## Text segment
While I've been super impressed with both the o1 and o3-mini models' ability to solve the kinds of problems that stump most AI models, they otherwise didn't stand out. They're even missing lots of useful features: o1 can work with images but not uploaded files or content from the web, for example, while o3-mini can use ChatGPT Search but doesn't do images. Neither works in voice mode.
OpenAI is also testing a feature called deep research that uses a version of o3 to evaluate large amounts of online data and complete multi-step research projects. Instead of returning an answer in a few moments, it takes ten or twenty minutes to find the correct response. For example, you can use deep research to find, collate, and format a variety of different data sources or find the best version of a product you want to buy. It's currently only available to ChatGPT Pro subscribers.
So, at least for the time being, the o1 and o3 models are a super exciting development—but existing LLMs and large multimodal models will still have their uses. OpenAI says it's working on a system to automatically route your prompts to the most appropriate model, which would certainly make things work more seamlessly.

(Dataset items)
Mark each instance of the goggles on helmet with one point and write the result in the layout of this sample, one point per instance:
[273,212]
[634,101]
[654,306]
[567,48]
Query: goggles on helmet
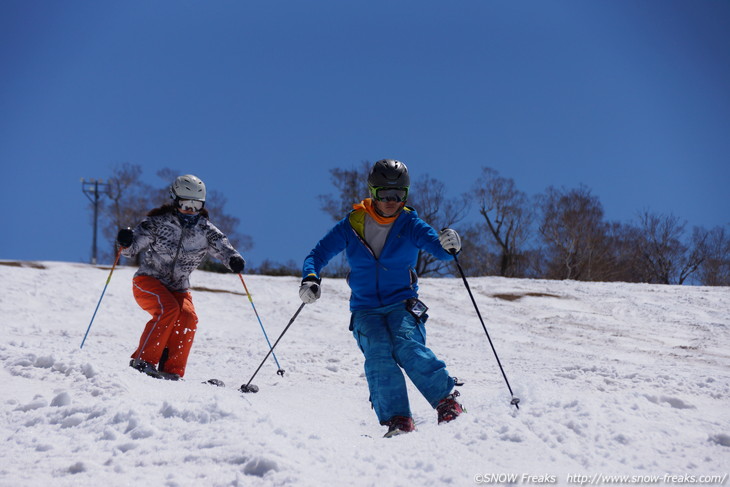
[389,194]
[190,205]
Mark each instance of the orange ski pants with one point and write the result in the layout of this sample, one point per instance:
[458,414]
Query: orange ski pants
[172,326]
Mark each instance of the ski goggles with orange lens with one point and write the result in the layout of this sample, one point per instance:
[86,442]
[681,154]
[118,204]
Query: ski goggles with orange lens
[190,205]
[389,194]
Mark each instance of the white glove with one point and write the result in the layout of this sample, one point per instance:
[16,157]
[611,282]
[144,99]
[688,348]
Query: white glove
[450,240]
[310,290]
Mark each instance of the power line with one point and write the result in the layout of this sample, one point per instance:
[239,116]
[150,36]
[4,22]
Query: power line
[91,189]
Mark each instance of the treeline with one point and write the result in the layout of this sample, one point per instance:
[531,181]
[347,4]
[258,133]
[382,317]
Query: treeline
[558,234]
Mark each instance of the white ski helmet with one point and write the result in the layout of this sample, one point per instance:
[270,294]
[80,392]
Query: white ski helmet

## Task set
1. In the text on OpenAI's o1 and o3 models, how long does deep research take to find the correct response?
2. Write the next few sentences of the text on OpenAI's o1 and o3 models, picking up after its final sentence.

## Task-by-task answers
1. Ten or twenty minutes.

2.
How to access OpenAI o1 and o3-mini
Right now you can use the OpenAI o1 and OpenAI o3-mini models through ChatGPT and the API—OpenAI emphasizes that this is the first time a reasoning model (o3-mini) has been available for free through ChatGPT. If you're a ChatGPT Plus or Teams subscriber, you're limited to 50 weekly messages for o1 and 150 daily messages for o3-mini. ChatGPT Pro subscribers get unlimited access to o1 and o3-mini models, plus limited access to o1 pro mode and deep research.
The o1 and o3-mini models are also accessible through the API, but you don't have to be a developer to use them. With Zapier's ChatGPT integration, you can use both the o1 and o3-mini models, connecting them to thousands of other apps. Learn more about how to automate these new models, or get started with one of these pre-made workflows to access the power of ChatGPT from all of the apps you use at work.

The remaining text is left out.